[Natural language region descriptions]
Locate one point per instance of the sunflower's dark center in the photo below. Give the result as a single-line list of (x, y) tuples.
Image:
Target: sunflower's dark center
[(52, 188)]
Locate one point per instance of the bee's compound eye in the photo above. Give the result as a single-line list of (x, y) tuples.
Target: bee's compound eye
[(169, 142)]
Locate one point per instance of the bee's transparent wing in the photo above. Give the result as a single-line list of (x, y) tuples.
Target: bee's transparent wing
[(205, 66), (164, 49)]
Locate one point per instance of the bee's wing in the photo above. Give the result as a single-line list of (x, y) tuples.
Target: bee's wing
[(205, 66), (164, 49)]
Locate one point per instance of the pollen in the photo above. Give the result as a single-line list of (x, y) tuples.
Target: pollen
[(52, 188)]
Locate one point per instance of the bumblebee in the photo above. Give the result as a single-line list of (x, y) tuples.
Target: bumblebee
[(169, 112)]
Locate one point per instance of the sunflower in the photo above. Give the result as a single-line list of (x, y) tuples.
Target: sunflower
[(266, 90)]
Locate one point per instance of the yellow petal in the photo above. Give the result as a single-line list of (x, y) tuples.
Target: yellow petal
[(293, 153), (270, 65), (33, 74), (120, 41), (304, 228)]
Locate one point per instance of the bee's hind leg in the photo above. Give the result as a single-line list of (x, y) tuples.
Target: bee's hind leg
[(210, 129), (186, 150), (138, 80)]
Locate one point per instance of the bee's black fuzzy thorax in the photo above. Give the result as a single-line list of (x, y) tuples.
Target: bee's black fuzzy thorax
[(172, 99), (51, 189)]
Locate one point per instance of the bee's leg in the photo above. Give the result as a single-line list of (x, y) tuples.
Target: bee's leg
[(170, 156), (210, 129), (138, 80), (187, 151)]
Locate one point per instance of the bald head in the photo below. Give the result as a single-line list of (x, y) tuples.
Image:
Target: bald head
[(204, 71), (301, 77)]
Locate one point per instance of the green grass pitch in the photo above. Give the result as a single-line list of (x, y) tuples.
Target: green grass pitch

Problem to work on >>
If a line of the data above contains "green", copy it out.

Written solution >>
Locate one point per instance of the green grass pitch in the photo above. Give the result as a single-line list of (x, y) tuples.
Target: green grass pitch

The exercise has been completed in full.